#### MATERIAL PROVIDED ####

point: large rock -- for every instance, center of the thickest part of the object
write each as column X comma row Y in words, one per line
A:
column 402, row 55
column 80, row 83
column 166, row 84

####

** EXERCISE DETAILS **
Copy all of the data above, character for character.

** THE ANSWER **
point: large rock -- for every instance, center of the thickest part of the object
write each as column X comma row Y in words, one per line
A:
column 402, row 55
column 80, row 83
column 166, row 84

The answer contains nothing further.